_DIRECTIONS FOR THIS TASK_
Collect every line of the rows below that contains the string "bandicoot", treating uppercase and lowercase letters as different.
━━━ LISTING ━━━
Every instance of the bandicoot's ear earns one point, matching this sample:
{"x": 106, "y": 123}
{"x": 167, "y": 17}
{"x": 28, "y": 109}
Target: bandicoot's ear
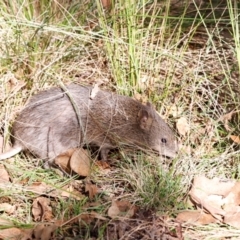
{"x": 145, "y": 118}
━━━
_OUTPUT FOR THIS EXERCISE_
Every instance of the bandicoot's ear earns one point, matching this sample:
Target: bandicoot's ear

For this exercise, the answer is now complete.